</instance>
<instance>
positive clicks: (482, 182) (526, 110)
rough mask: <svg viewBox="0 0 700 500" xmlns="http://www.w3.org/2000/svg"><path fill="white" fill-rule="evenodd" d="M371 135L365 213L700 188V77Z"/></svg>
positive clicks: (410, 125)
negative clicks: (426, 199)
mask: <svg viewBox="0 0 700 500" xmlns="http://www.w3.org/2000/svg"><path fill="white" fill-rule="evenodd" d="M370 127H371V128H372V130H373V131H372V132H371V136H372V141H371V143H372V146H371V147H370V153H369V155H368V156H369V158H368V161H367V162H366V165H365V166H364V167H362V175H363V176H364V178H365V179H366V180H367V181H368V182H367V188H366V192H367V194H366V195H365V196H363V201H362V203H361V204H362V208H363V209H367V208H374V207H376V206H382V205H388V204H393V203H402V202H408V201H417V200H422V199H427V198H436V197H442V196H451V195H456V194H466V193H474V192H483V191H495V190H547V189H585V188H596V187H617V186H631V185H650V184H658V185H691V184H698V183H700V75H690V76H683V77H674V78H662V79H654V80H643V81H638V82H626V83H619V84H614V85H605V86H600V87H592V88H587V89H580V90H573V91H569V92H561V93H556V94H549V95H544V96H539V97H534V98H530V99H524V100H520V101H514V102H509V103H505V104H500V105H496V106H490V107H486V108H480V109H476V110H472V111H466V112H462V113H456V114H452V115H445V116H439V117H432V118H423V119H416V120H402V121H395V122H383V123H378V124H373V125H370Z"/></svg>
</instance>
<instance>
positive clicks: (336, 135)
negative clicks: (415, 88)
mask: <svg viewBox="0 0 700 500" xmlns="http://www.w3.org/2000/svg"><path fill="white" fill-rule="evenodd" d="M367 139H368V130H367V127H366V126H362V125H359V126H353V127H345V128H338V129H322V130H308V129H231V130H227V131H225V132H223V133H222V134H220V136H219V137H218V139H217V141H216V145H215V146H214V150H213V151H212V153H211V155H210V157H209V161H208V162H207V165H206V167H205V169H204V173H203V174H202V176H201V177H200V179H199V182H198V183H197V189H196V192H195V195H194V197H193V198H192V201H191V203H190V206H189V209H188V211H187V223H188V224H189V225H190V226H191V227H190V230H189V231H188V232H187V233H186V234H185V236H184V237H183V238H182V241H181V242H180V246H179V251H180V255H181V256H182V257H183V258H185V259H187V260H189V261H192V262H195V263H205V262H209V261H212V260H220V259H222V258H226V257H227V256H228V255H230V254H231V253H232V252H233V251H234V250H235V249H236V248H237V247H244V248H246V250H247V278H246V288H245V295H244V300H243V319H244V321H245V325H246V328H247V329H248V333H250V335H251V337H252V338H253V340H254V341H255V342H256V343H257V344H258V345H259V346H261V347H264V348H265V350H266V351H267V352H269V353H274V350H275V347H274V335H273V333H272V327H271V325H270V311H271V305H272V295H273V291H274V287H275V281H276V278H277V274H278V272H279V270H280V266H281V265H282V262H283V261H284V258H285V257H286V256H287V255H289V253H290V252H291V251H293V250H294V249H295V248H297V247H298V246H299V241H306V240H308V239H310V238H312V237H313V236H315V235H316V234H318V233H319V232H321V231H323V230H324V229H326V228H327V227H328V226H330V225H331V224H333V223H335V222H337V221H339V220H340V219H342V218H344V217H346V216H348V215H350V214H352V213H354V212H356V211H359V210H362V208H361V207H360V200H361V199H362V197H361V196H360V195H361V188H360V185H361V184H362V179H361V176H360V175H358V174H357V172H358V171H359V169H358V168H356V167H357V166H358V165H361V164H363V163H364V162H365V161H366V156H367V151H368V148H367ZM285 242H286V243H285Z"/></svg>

□ □ □ □ □ □ □

### Task objective
Count the lines in the entries above that contain the string "clicks", treating uppercase and lowercase as different, and give only the number.

### Result
5